▶ _Data for this task_:
******

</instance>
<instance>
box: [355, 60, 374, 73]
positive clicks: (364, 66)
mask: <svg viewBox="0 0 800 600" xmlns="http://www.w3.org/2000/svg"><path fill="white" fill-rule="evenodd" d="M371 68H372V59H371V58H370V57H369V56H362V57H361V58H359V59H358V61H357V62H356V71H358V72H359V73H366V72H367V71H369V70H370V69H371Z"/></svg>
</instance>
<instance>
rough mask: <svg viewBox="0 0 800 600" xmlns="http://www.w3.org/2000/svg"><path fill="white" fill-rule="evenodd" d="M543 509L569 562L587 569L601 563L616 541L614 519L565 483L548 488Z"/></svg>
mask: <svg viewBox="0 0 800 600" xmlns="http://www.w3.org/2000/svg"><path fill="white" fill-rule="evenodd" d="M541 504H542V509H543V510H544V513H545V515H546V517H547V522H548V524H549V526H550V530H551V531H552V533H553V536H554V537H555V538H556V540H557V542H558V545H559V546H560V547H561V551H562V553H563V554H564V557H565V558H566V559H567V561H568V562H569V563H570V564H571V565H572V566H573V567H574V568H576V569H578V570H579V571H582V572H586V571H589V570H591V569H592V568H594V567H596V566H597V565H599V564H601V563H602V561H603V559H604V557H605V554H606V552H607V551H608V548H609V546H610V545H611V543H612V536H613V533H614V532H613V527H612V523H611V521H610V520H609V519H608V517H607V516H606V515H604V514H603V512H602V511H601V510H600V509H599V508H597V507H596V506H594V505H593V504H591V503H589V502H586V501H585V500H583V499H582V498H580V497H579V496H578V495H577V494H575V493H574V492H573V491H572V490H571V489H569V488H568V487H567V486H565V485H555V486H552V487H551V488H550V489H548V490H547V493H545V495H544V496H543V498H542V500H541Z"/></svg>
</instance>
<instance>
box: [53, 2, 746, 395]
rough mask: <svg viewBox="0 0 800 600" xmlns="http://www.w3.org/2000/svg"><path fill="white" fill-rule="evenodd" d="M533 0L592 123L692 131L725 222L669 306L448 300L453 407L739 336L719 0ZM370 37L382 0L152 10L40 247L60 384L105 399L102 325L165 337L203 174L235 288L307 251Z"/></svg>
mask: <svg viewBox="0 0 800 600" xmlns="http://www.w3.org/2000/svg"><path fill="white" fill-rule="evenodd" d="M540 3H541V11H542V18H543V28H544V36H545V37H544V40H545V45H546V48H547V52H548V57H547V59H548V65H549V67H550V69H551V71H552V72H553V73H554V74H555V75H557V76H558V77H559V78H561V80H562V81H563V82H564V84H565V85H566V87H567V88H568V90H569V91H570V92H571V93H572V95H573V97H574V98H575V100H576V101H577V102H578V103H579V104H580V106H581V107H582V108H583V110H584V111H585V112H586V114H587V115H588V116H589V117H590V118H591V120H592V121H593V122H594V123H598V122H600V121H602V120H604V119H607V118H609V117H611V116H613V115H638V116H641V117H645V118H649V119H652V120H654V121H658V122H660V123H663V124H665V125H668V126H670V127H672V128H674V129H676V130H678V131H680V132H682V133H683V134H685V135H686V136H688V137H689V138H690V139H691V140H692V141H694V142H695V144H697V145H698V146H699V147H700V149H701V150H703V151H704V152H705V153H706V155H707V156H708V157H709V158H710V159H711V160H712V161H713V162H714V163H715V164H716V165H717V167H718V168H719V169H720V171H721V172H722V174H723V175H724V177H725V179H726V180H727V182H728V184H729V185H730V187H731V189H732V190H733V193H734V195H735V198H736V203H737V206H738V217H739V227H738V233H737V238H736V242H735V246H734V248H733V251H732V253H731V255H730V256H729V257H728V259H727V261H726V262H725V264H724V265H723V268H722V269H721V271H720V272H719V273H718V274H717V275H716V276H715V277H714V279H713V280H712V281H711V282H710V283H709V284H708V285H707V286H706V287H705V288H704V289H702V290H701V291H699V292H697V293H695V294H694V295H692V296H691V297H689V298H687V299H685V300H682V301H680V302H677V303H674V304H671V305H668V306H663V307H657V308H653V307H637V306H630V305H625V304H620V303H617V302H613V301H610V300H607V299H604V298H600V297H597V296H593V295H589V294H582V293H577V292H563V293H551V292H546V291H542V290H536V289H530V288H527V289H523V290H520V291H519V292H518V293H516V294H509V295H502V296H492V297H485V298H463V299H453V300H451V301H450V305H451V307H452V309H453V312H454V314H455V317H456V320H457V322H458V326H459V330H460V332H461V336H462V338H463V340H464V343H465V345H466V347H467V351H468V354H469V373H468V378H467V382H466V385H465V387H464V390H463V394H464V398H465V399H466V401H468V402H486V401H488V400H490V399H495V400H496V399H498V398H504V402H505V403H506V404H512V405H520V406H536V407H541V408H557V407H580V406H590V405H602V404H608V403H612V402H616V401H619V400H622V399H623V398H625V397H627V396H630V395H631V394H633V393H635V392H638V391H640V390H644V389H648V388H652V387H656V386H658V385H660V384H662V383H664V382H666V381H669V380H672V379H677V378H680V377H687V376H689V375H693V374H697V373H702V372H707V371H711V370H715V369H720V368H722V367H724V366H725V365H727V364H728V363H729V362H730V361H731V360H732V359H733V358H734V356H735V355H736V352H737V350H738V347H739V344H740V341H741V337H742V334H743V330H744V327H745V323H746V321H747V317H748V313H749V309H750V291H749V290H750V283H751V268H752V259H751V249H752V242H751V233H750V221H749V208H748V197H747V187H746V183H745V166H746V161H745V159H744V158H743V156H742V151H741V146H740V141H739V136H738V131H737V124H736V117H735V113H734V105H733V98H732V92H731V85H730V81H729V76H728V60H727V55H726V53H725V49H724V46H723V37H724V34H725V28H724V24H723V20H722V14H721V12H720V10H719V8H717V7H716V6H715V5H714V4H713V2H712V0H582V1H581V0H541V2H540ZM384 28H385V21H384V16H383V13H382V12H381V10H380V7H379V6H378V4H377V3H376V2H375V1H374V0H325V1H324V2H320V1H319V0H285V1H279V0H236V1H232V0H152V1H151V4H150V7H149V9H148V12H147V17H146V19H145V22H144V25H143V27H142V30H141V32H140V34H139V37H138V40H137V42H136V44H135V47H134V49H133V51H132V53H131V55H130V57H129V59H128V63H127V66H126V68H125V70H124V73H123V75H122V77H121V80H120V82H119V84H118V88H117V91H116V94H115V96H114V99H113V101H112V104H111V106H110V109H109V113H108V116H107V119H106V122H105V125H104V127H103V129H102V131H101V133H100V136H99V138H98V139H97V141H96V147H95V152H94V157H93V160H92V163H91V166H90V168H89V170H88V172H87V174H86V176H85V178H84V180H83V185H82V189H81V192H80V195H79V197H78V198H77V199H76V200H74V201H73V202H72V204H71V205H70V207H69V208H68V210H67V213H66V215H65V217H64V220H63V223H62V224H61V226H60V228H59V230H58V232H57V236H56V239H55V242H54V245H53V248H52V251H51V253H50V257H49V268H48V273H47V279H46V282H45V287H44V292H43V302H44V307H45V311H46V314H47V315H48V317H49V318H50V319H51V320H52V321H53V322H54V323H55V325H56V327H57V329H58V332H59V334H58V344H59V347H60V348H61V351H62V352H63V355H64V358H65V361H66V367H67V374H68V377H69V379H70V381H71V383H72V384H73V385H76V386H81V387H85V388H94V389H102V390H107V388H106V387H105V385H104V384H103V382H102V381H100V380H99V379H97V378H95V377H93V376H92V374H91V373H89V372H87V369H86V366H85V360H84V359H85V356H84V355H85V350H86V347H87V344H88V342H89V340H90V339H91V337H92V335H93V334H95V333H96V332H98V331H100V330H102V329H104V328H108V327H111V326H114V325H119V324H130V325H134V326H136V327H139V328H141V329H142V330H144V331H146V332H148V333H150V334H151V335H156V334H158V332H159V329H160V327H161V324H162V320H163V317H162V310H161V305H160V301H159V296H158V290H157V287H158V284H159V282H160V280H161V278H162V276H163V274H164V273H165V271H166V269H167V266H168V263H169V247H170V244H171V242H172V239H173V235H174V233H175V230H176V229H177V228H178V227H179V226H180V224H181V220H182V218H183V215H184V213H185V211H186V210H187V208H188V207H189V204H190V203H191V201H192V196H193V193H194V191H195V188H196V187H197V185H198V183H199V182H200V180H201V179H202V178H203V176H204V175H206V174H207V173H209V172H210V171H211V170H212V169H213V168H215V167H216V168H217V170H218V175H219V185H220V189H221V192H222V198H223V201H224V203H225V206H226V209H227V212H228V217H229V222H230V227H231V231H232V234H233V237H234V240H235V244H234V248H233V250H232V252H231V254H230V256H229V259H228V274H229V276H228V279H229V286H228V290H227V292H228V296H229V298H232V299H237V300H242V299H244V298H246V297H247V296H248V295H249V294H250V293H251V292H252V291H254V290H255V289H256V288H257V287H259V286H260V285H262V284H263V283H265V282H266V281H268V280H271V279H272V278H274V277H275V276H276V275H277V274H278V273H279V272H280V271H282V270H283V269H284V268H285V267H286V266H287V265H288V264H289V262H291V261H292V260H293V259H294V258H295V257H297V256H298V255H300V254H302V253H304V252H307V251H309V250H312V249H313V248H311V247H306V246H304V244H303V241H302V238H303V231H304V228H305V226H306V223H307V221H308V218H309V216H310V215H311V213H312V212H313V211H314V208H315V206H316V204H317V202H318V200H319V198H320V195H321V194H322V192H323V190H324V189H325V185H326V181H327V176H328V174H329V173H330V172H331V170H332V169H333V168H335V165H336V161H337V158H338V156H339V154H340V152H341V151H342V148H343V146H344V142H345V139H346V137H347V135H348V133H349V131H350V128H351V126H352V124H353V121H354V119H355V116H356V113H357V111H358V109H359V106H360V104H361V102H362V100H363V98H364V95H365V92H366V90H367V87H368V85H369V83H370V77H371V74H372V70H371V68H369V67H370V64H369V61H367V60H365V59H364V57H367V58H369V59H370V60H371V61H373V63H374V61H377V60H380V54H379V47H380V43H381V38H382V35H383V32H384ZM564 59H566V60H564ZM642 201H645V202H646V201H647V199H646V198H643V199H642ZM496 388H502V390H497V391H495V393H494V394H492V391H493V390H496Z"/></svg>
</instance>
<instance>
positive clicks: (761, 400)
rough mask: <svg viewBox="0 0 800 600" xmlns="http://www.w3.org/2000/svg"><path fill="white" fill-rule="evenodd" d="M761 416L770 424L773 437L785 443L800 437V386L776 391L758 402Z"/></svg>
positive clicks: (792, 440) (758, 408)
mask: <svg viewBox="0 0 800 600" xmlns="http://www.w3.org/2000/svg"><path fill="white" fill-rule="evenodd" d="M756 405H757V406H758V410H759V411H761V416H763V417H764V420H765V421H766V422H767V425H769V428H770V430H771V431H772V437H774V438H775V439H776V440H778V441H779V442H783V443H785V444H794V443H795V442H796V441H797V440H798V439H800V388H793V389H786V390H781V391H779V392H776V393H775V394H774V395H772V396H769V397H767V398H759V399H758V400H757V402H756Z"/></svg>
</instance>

******

▶ _Exercise requirements_:
Could you give everything from the start of the records down to the line containing "509L569 562L587 569L601", inclusive, as a numbered list with blank lines left out?

▶ _Your response_:
1. </instance>
2. <instance>
3. box: [355, 60, 374, 73]
4. positive clicks: (364, 66)
5. mask: <svg viewBox="0 0 800 600" xmlns="http://www.w3.org/2000/svg"><path fill="white" fill-rule="evenodd" d="M371 68H372V59H371V58H370V57H369V56H362V57H361V58H359V59H358V61H357V62H356V71H358V72H359V73H366V72H367V71H369V70H370V69H371Z"/></svg>
6. </instance>
7. <instance>
8. rough mask: <svg viewBox="0 0 800 600" xmlns="http://www.w3.org/2000/svg"><path fill="white" fill-rule="evenodd" d="M543 509L569 562L587 569L601 563L616 541L614 519L565 483L548 488Z"/></svg>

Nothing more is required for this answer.